Provided text »
These are sort of more general motivations, which might be held from within any particular tradition: we want our tradition to be and to remain epistemically credible, and we would really like to do whatever we can to keep our tradition alive. And so we have dialogue schools, for example, not just because we have little choice, but because they may even contribute to the project of keeping our tradition alive!
But there might be also motivations based in the content of the tradition, and this is where the real spiritual passion might come from. Moyaert mentions the doctrine of the Incarnation, which could not be more central to our tradition: if God translated Godself into the language of human beings, displayed to us this linguistic hospitality, we should not be afraid to display this linguistic hospitality to each other. Then there is all the stuff in the second half of Boeve's Interrupting Tradition, uncovering the resources in our tradition to enable us to be an open narrative and to do authentic recontextualization.
There are other possibilities I like to try out, albeit with an at first sight Inclusivist tone and probably theologically childish. But first to set the scene. You may know of the author Terry Pratchett, the author of the Discworld series of novels, also one of the so called New Atheists. There are gods aplenty in the Discworld. But they all have a very interesting characteristic, namely that they wax and wane in power and even in respect of existence depending on the number of their believers and the strength of that belief. The point, obviously, is that our God is not a Terry Pratchett god, and this goes for such central in-house doctrines as the Sovereignity of God or the Universal Lordship of Jesus or the Ubiquity and Wilfulness of the Holy Spirit. We go into dialogue precisely because of these central beliefs, not in spite of them, you never know what surprises, what little gifts, our Good Lord may have in store for us, as we take the trouble to show hospitality to each other.

Work to be completed »
Answer these questions from the text on motivations for dialogue:
(a) Which doctrine does Moyaert mention?
(b) What book by Boeve does the text name?
(c) On what does the power of the gods in the Discworld depend?
The records have no connection to the text on motivations for dialogue.

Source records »
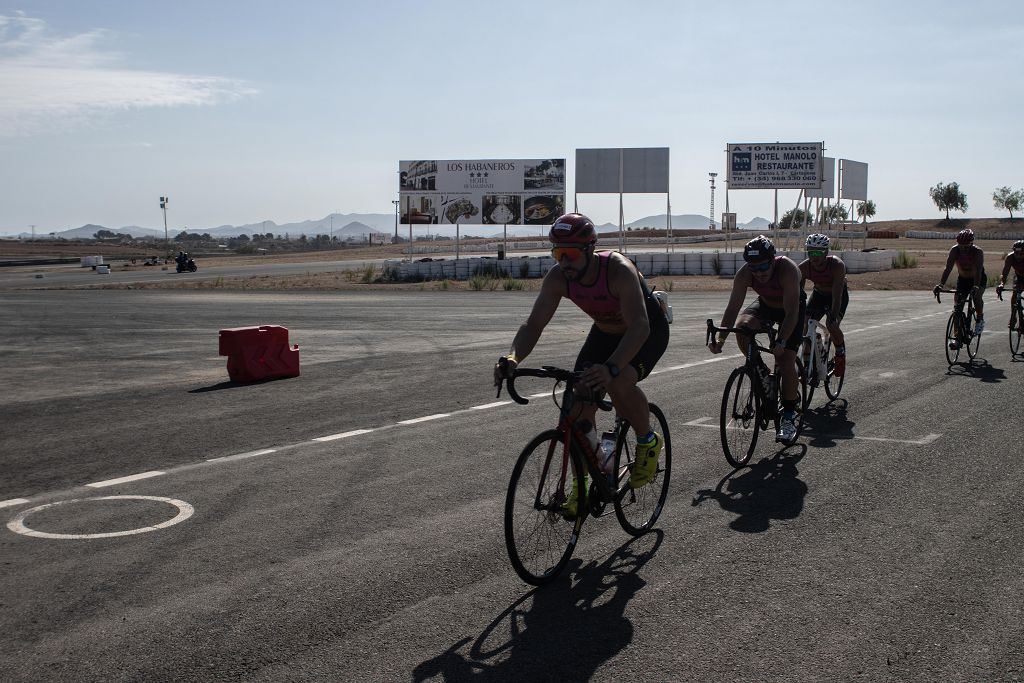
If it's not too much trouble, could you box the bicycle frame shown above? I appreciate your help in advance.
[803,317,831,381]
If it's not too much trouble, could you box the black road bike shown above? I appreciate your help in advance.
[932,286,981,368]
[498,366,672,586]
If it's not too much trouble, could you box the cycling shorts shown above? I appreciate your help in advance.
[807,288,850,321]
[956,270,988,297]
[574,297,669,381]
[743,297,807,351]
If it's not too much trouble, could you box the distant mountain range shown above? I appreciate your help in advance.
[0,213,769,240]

...

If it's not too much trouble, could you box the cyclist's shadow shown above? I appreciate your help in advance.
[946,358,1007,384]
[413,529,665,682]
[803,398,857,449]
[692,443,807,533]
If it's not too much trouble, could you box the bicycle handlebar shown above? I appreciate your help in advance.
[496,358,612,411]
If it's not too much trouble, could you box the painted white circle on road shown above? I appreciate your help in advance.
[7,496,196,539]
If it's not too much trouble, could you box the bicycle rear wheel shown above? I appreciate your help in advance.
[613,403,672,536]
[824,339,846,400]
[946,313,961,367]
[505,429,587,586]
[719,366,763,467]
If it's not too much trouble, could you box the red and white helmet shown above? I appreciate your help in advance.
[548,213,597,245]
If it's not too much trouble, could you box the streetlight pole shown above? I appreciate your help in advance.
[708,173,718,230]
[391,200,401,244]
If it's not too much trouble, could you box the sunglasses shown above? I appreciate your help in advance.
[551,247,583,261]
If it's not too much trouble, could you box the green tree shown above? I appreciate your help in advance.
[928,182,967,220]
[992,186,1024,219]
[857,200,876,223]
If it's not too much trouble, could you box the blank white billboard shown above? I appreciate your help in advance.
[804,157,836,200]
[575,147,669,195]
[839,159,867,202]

Solution to the problem »
(a) The doctrine of the Incarnation.
(b) Interrupting Tradition.
(c) It depends on the number of their believers and the strength of that belief.